§ Record extracts:
== == ==
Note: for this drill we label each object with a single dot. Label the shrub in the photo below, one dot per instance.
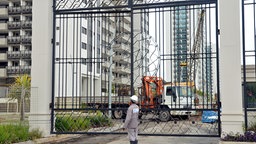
(81, 123)
(248, 136)
(11, 133)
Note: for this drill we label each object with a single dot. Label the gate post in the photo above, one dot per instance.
(230, 66)
(41, 72)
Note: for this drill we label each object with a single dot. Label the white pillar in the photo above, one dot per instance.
(41, 71)
(230, 66)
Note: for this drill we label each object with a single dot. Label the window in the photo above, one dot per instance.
(83, 45)
(84, 30)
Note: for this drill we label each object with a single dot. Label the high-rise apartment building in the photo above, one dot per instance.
(93, 51)
(15, 39)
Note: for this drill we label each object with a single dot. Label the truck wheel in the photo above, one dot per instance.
(118, 113)
(164, 116)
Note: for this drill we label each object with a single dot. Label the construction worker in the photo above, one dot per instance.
(132, 120)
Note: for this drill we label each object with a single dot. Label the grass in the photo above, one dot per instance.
(17, 132)
(70, 123)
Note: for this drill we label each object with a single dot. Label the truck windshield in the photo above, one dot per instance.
(180, 91)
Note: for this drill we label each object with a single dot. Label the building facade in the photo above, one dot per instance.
(15, 39)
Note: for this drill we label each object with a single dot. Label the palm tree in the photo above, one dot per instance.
(20, 90)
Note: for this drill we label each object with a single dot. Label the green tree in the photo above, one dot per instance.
(20, 90)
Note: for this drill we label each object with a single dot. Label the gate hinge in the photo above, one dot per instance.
(50, 105)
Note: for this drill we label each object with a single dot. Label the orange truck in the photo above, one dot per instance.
(166, 99)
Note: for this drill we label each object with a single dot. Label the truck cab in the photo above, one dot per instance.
(179, 98)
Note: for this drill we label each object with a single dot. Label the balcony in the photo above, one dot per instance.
(3, 57)
(105, 77)
(14, 25)
(3, 13)
(26, 24)
(106, 53)
(14, 10)
(127, 27)
(25, 54)
(4, 2)
(106, 64)
(122, 59)
(3, 27)
(26, 9)
(19, 54)
(3, 72)
(122, 80)
(13, 40)
(122, 69)
(126, 37)
(121, 47)
(3, 42)
(18, 69)
(26, 39)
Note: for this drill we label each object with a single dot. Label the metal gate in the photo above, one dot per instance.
(249, 60)
(166, 52)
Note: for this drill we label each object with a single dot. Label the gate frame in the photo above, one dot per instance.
(132, 8)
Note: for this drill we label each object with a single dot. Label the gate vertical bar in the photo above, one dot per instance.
(218, 68)
(53, 65)
(244, 70)
(130, 5)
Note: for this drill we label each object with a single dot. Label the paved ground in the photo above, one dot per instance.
(122, 139)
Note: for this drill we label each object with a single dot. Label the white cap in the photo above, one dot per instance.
(134, 98)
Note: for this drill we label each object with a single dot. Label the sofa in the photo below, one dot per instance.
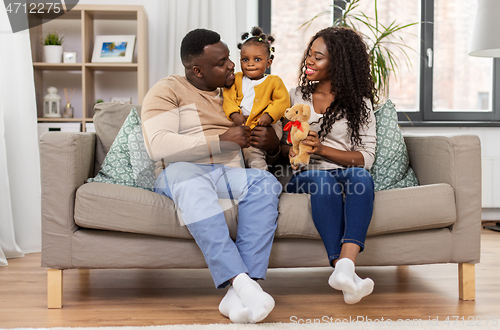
(101, 226)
== == ==
§ Task instructions: Set down, word for word, the line that holds "the gate vertical" and all lines after it to the end of the entries above, but not the pictures.

§ Result:
Note: for this drill we label each object with a single dot. Label the gate vertical bar in the photo above, one dot per instance.
(218, 68)
(53, 65)
(244, 70)
(130, 5)
Note: for this drill we label each object with a single dot. Label the paved ground in the photo above, one dot per instance.
(122, 139)
Note: for this drill we label each object with a single dot. Label the white cap in the photo above, one dot per instance.
(134, 98)
Note: for this drill we label each object with a single dot. Label the sofa in the photo below, one dot per instance.
(101, 226)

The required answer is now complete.